### WHAT YOU ARE ASKED TO DO
Rewrite the lines of all the records below as a numbered list, leaving out blank lines and the pictures.

* BEGIN SOURCE MATERIAL *

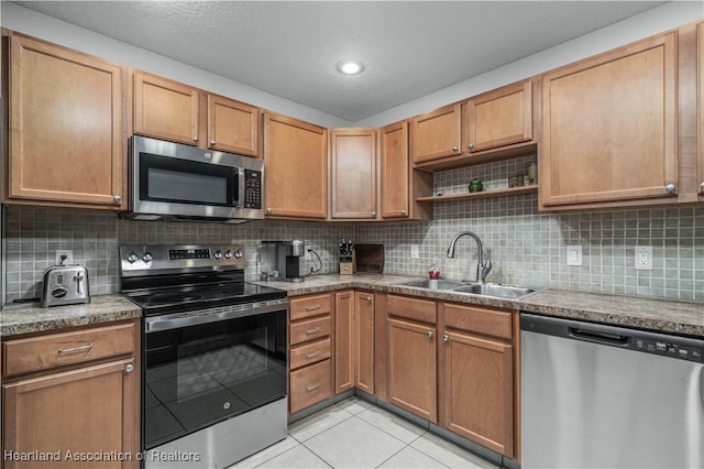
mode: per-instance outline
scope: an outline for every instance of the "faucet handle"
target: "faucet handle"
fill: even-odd
[[[492,271],[492,250],[486,248],[486,262],[482,265],[482,281],[486,279],[486,275]]]

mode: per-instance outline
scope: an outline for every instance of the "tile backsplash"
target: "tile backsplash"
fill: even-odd
[[[433,190],[466,192],[474,177],[483,179],[485,189],[506,187],[508,176],[525,174],[531,161],[535,156],[439,172]],[[6,296],[40,296],[43,271],[58,249],[73,250],[74,261],[88,268],[92,294],[118,292],[118,248],[129,243],[244,243],[246,279],[254,280],[262,240],[302,239],[320,255],[320,272],[333,273],[338,242],[351,238],[383,243],[387,273],[425,276],[435,260],[443,277],[474,280],[476,246],[471,238],[458,242],[453,259],[446,257],[452,237],[471,230],[492,250],[487,281],[704,301],[704,207],[548,214],[538,211],[537,199],[527,194],[436,204],[430,222],[264,220],[238,226],[128,221],[96,210],[9,206]],[[410,259],[410,244],[419,246],[419,259]],[[566,265],[568,246],[582,247],[581,266]],[[652,271],[635,270],[636,246],[653,248]],[[319,266],[312,255],[301,262],[301,274]]]

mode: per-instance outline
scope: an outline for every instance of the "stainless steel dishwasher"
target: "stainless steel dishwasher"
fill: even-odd
[[[703,468],[704,340],[520,315],[522,468]]]

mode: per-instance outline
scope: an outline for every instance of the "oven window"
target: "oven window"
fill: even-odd
[[[176,157],[140,154],[140,199],[233,207],[239,170]]]
[[[286,395],[286,312],[145,335],[144,448]]]

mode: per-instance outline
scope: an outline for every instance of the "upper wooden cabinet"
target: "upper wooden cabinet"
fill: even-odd
[[[125,68],[10,36],[4,203],[124,209]]]
[[[328,216],[328,131],[264,113],[265,207],[268,217]]]
[[[704,22],[696,28],[696,96],[698,110],[696,120],[698,194],[704,195]]]
[[[258,156],[257,108],[134,72],[134,133]]]
[[[462,153],[461,105],[443,106],[411,120],[414,163]]]
[[[676,201],[676,40],[656,36],[543,75],[541,209]]]
[[[332,219],[376,219],[377,130],[330,131]]]
[[[466,150],[476,153],[532,140],[534,81],[474,97],[466,105]]]

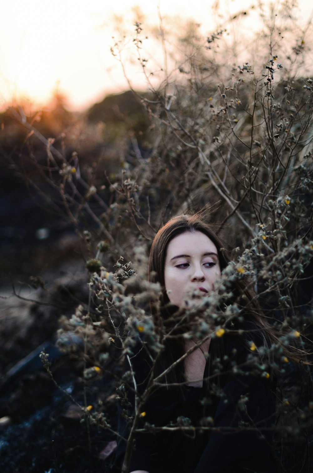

* END SOURCE MATERIAL *

### THE OUTPUT
1. mode: per-instance outline
2. scope: an outline for every instance of the "faucet handle"
3. target: "faucet handle"
4. fill: even-odd
5. [[[492,271],[492,250],[486,248],[486,262],[482,265],[482,281],[486,279],[486,275]]]
6. mode: per-instance outline
7. scope: an outline for every instance of the "tile backsplash"
8. target: "tile backsplash"
9. fill: even-odd
10. [[[433,190],[466,192],[474,177],[483,179],[485,189],[506,187],[508,176],[525,174],[531,161],[535,156],[439,172]],[[6,296],[40,296],[43,271],[58,249],[73,250],[74,261],[88,268],[92,294],[118,292],[118,248],[129,243],[244,243],[246,279],[254,280],[262,240],[302,239],[320,255],[320,272],[333,273],[338,242],[351,238],[383,243],[387,273],[425,276],[435,260],[443,277],[474,280],[476,246],[471,238],[458,242],[453,259],[446,257],[452,237],[471,230],[492,250],[487,281],[704,301],[704,207],[548,214],[538,211],[537,199],[527,194],[436,204],[430,222],[264,220],[238,226],[128,221],[96,210],[9,206]],[[410,259],[410,244],[419,246],[419,259]],[[566,265],[568,246],[582,247],[581,266]],[[652,271],[635,270],[636,246],[653,248]],[[319,266],[312,255],[301,262],[301,274]]]
11. mode: per-instance outline
12. scope: an outline for every instance of the "stainless steel dishwasher"
13. target: "stainless steel dishwasher"
14. fill: even-odd
15. [[[703,468],[704,340],[520,315],[522,468]]]
16. mode: per-instance outline
17. scope: an outline for every instance of the "oven window"
18. target: "oven window"
19. fill: even-odd
20. [[[176,157],[140,154],[140,199],[233,207],[239,170]]]
21. [[[286,395],[286,312],[145,335],[144,448]]]
22. mode: per-instance outline
23. scope: an outline for every instance of the "upper wooden cabinet"
24. target: "upper wooden cabinet"
25. fill: even-odd
26. [[[125,68],[10,36],[4,203],[124,209]]]
27. [[[328,216],[328,131],[264,113],[265,207],[268,217]]]
28. [[[704,22],[696,28],[696,96],[698,110],[696,120],[698,194],[704,195]]]
29. [[[258,156],[257,108],[134,72],[134,133]]]
30. [[[462,153],[461,105],[443,106],[411,120],[414,163]]]
31. [[[676,201],[676,40],[656,36],[543,75],[541,209]]]
32. [[[332,219],[376,219],[377,130],[330,131]]]
33. [[[466,150],[476,153],[532,140],[534,81],[474,97],[466,105]]]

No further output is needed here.